→ **WHAT TO WORK ON**
In full and exactly, please return the records, but keep out the pictures.

→ **Extracted records**

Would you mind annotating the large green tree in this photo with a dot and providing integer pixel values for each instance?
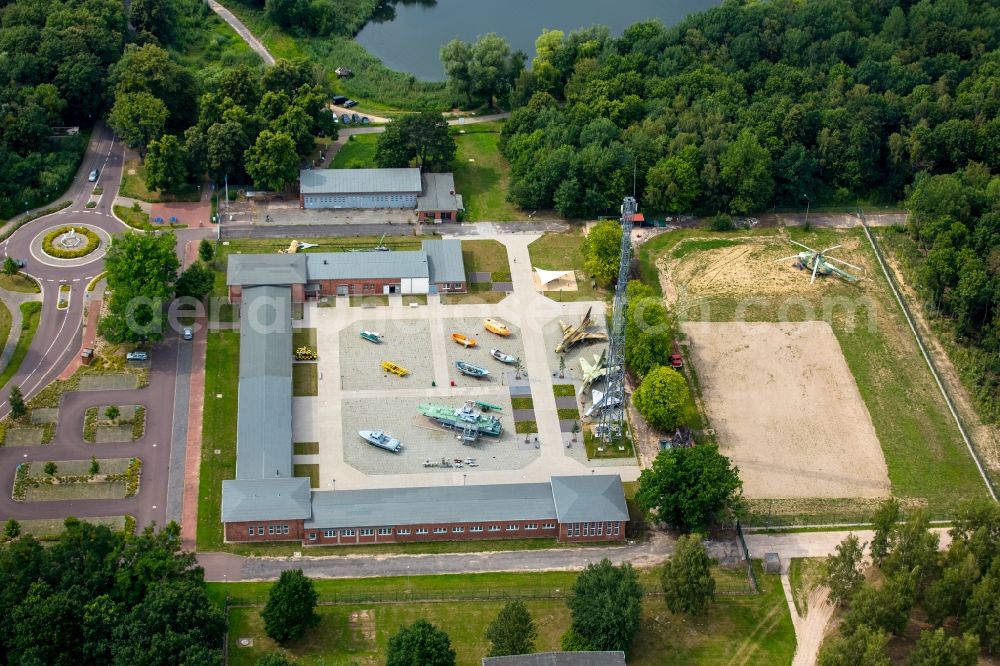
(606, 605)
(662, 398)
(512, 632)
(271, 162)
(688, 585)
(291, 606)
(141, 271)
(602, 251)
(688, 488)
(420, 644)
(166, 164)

→ **SOLUTION**
Would you mind annotating the large green tree in this photo with a dot and providing integer pixel values for each instance?
(606, 605)
(662, 398)
(512, 632)
(271, 162)
(688, 585)
(291, 606)
(141, 271)
(602, 251)
(688, 488)
(420, 644)
(166, 164)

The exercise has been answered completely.